Record list =>

++++++++++++++++++++

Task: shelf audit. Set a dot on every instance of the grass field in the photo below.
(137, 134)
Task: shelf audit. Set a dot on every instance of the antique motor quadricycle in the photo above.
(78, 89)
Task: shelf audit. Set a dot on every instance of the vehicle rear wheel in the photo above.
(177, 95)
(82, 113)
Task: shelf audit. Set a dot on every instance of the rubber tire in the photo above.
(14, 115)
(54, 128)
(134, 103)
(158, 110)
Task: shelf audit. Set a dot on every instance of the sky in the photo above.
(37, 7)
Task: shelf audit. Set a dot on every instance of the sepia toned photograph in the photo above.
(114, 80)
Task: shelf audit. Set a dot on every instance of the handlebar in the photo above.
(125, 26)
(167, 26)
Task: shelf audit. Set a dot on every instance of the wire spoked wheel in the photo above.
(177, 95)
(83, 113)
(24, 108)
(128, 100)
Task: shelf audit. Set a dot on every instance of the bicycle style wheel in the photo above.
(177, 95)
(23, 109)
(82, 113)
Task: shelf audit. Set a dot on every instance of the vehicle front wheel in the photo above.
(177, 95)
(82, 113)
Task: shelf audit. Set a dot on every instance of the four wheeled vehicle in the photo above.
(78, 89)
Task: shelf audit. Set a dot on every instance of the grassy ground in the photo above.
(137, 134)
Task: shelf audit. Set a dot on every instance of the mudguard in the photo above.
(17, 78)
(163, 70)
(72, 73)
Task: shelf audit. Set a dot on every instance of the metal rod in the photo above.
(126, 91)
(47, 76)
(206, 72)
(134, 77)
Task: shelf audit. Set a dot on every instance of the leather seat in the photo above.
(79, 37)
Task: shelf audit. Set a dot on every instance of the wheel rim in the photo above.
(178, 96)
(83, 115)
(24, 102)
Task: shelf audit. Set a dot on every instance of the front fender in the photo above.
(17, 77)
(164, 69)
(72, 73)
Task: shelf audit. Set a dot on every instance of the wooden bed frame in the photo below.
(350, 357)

++++++++++++++++++++

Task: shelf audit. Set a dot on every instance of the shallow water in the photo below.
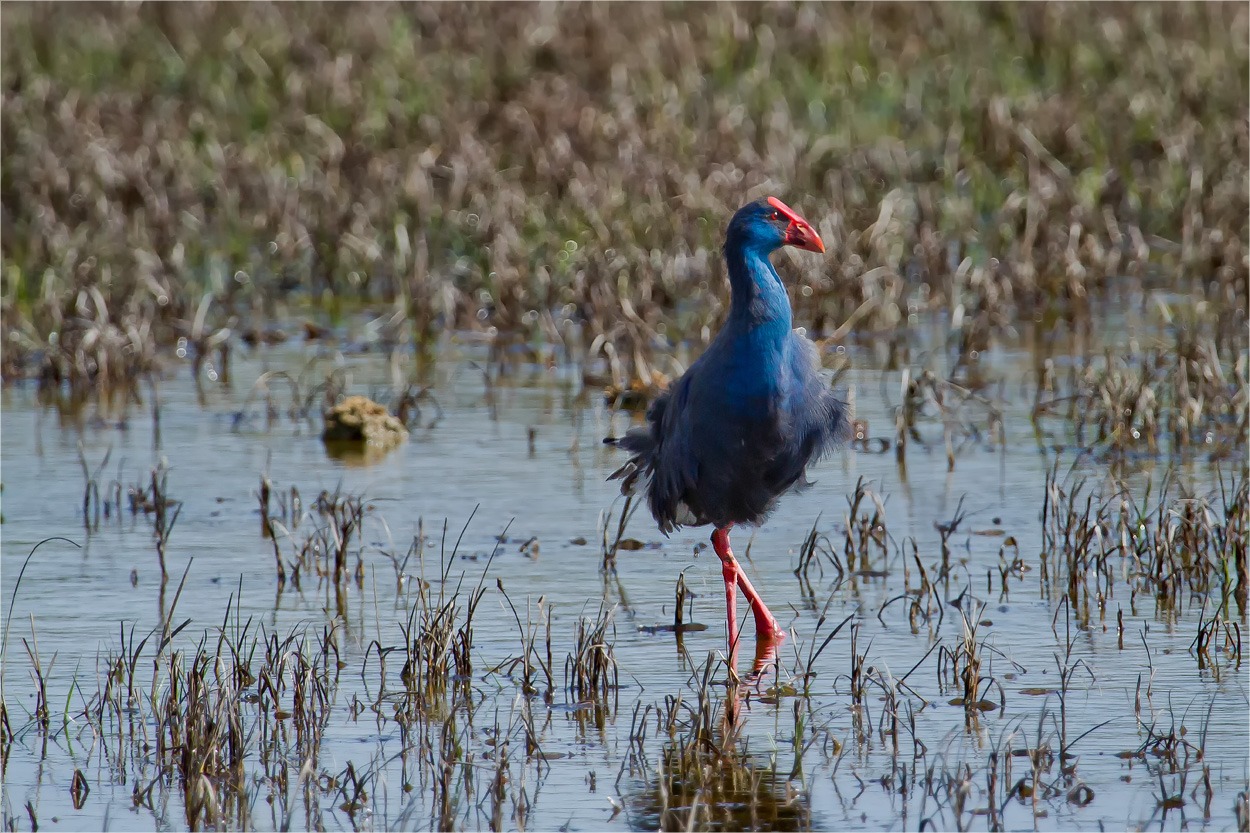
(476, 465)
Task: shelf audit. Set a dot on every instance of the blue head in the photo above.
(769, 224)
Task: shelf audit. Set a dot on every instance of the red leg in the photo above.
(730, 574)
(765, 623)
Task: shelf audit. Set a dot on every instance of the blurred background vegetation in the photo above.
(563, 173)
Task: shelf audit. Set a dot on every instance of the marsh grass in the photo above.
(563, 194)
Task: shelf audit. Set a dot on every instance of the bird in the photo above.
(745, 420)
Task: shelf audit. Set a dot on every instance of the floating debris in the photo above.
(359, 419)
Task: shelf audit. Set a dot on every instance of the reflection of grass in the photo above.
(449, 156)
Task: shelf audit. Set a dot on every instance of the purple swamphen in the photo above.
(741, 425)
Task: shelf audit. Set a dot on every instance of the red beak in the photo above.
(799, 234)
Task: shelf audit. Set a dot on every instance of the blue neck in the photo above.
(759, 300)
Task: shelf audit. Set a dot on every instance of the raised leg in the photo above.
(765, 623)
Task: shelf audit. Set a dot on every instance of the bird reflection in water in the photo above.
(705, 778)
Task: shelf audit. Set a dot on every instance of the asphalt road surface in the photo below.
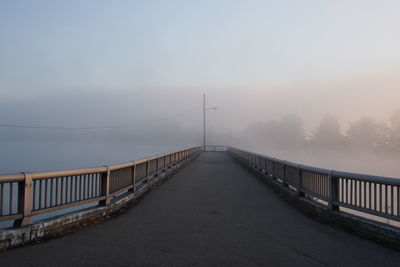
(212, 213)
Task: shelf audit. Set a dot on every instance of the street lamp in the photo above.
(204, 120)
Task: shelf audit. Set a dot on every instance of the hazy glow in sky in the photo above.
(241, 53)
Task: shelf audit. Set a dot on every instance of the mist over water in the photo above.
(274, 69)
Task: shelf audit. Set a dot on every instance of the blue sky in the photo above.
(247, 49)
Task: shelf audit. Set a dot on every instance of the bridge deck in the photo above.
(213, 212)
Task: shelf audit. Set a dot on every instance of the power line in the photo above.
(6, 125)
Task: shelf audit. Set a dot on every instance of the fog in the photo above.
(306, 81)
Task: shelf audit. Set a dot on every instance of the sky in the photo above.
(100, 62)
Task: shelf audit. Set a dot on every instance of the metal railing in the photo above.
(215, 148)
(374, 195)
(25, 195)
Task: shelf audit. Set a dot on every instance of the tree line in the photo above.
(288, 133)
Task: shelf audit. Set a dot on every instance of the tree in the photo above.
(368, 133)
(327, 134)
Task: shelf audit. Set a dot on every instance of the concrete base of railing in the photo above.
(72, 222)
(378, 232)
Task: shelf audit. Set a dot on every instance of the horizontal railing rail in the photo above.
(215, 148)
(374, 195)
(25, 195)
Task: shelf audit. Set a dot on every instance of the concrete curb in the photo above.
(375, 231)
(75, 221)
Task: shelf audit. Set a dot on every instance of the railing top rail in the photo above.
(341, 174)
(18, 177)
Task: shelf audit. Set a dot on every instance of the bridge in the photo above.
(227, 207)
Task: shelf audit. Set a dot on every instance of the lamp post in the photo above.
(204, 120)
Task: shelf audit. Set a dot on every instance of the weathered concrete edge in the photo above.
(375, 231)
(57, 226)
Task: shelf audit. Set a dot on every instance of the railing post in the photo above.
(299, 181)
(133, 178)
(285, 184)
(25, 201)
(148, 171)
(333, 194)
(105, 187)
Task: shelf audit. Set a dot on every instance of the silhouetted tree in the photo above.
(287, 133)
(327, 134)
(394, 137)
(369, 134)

++++++++++++++++++++

Short task => Pull out each line from the entries above that contains the word "blue".

Answer for the task =>
Task: shelf audit. Set a dot on every instance of the blue head in the photo above.
Task: shelf audit. Set a dot on every instance of the blue neck in the photo above.
Task: shelf audit. Set a dot on every instance of the blue sky in the photo above.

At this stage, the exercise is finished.